Thứ Bảy, 7 tháng 6, 2014

HOLLYWOOD CENTURY, 1941: In which war is valorised, just in time for the United States to enter a new one

The textbooks will have you know that the United States entered the Second World War on 8 December, 1941, the day after the Empire of Japan bombed the U.S. naval yards at Pearl Harbor, Hawaii. And while this is technically true, it would be a damned lie to act like imminent war wasn't much on the minds of the American government and citizenry, or that everybody knew that they'd be involved in the conflict eventually, especially after the draft was instituted in October, 1940. This foreboding extended, naturally enough to the heads of the film industry who, anxious to make good and support the impending war effort, began to quietly include subplots about a nation starting to rev up for war in their movies. And there was the outright propaganda, films working hard to sway the hearts and minds of those who remained dubious about war, or to reassure those who were already in favor of U.S. entry into the European conflict that America had What It Takes.

(Before we go an inch further, and to avoid any kind of disagreement: though it has a filthy connotation in common usage, there's nothing judgmental about the word "propaganda". It is a simple descriptive term identifying anything with an eye towards advancing an idea to its audience, through emotional appeals and heightened rhetoric. Whatever our feelings about American entry into WWII, we can surely agree that plenty of films were made that had a conscious intention to portray that war as unmixedly heroic and exciting, and American involvement as morally essential - including outstanding triumphs of the art form, and tepid, dated garbage alike).

None of these films were more confident about American might or a more smashingly successful advertisement than Sergeant York, the year's highest-grossing film and one of the most rousing pro-Army stories you could imagine seeing (myths abound about young men walking right out of the theater and into the recruiting office, undoubtedly exaggerated but also undoubtedly rooted in some kind of fact). It was the long-gestating biopic of Alvin York, one of the most famous and decorated American veterans of World War I, who only finally caved to Jesse L. Lasky's longstanding desire to film his story when the producer used exactly the argument that York's history would be a great aid and comfort to American patriotism in the dark run-up to a new war. There's also the legend that York would only sign over his rights if Gary Cooper would play him, though that seems to have been at least somewhat debunked, and that kind of narcissism is hardly in keeping with the personality of York as presented in this film, or in the fact that he had all of his own profits from the film given to the building of a Bible school. But regardless, Cooper was maybe the only choice for the part of a Tennessee fella of a certain awkwardness and unwillingness to be broadcast for the whole world to gawk at - York is maybe the Gary Cooperest of all Gary Cooper performances, though I don't think it's anywhere near his best (in fact, I think it can be readily argued that it wasn't even his best work in 1941, and we can pretend that he actually won his Oscar that year for the gangster comedy Ball of Fire instead).

STATED PROBLEM 1:
Please retype the passage of the essay on 1941 Hollywood films from "(Before we go" to "dated garbage alike).".
STATED PROBLEM 2:
Answer these questions using the essay on 1941 Hollywood films:
(a) In what month and year was the draft instituted?
(b) Which film was the highest-grossing of the year?
(c) What did York have all of his own profits from the film given to?
STATED PROBLEM 3:
Carry on the essay on 1941 Hollywood films from the point where it stops.

ROWS:
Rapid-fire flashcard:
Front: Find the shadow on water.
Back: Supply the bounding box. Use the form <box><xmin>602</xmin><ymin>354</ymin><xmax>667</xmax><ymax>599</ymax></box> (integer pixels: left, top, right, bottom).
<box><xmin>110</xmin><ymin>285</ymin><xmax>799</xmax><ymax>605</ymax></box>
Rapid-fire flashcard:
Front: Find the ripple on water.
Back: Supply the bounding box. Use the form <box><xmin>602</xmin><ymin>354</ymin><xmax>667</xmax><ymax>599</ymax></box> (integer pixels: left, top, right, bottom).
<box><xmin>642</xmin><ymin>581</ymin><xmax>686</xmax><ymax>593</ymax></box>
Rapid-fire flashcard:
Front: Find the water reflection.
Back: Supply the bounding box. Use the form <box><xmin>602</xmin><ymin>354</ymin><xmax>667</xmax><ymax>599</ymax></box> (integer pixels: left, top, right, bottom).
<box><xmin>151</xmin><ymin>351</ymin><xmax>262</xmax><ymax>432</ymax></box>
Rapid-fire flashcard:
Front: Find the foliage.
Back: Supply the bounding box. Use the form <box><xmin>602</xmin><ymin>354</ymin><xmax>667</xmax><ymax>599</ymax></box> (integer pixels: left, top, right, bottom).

* * *

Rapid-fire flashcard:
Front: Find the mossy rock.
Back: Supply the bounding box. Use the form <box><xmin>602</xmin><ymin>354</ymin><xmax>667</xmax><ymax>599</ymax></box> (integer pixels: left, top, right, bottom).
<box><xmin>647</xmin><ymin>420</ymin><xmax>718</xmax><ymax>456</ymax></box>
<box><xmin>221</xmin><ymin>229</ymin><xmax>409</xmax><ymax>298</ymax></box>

RESPONSE 1:
(Before we go an inch further, and to avoid any kind of disagreement: though it has a filthy connotation in common usage, there's nothing judgmental about the word "propaganda". It is a simple descriptive term identifying anything with an eye towards advancing an idea to its audience, through emotional appeals and heightened rhetoric. Whatever our feelings about American entry into WWII, we can surely agree that plenty of films were made that had a conscious intention to portray that war as unmixedly heroic and exciting, and American involvement as morally essential - including outstanding triumphs of the art form, and tepid, dated garbage alike).

RESPONSE 2:
(a) October, 1940
(b) Sergeant York
(c) The building of a Bible school

RESPONSE 3:
Over the course of 134 minutes that it perhaps does not entirely require, Sergeant York follows the title character from his dissolute life in rural Tennessee, drinking and hanging around with assholes and perfecting his sharpshooting skills, to his conversion to a passionate non-denominational Christianity in the midst of a thunderstorm, to the draft, where his protestations that his faith demands that he be a pacifist don't meet the Army's standards for official status as a conscientious objector. Permitted a chance to look inside himself and make up his own mind by an extremely indulgent commanding officer at basic training, Major Buxton (Stanley Ridges), York concludes that he can make room for both Christian charity and patriotic German-slaughtering, and so he heads off to Europe, for a surprisingly limited percentage of the overall running time; there he commits an almost superhuman act of bravery thanks to his flat, no-nonsense approach to life, and he is showered with all the rewards of heroism that he doesn't want; a quiet life back in Tennessee where he can finally settle down with Gracie (Joan Leslie), the girl he was chasing after the first half of the movie, that's all he needs.

There are things I can observe and things I can only conjecture, but let's try to mostly limit it to the former: the movie's a lot better before the draft starts. Which is almost exactly opposite the point the movie wants to make, but I suspect that there was a lot more freedom open to the cluster of screenwriters, director Howard Hawks, and all the actors, when the thing is about the salvation of a slightly bad man in the Appalachian hills. It is, for one thing, much better suited to Hawks's skills and interests, given his obvious, career-spanning affection for rough-hewn males who we're invited to like even while recognising that we would not, for example, want them to date our sister. Almost as strong as his affection for strong-willed women who are too good for those men and so force them to grow up a little bit. What we might call the "rural" track of Sergeant York isn't necessarily the most robustly Hawksian material of his career - I can't think of another film by the director where religion is much of a motivating force for anybody, let alone a major driver of the central character arc - and I can't help but feel that Cooper and Hawks weren't terrific fits for each other, given the director's seeming preference for sharper, more cynical leads (it's hard to imagine a less cynical figure than '40s-era Cooper). But then, Hawks was the director of that selfsame Ball of Fire, so I'm probably just full of shit.

At times, this portion of Sergeant York feels oddly like what you might get if Hawks set his mind to making a John Ford film: the way that the action slows down and basks in community activity, the prominence given to characters who have very little impact on the narrative, just to add local color. And the ethnic humor, if we can call it that - actually I expect that Sergeant York was meant to have very little humor at all, but the dialogue is filled with curious ruralisms that feel at best tangential to what actual people actually sound like, and at worst like the literally did not care if the entire cast sounded like a collection of buffoons. And having Walter Brennan (who, to be fair, puts in an exceptionally strong performance) delivering many of those lines in his characteristic nasal wheeze does absoutely nothing to make it feel less like The Country Bumpkin Variety Hour.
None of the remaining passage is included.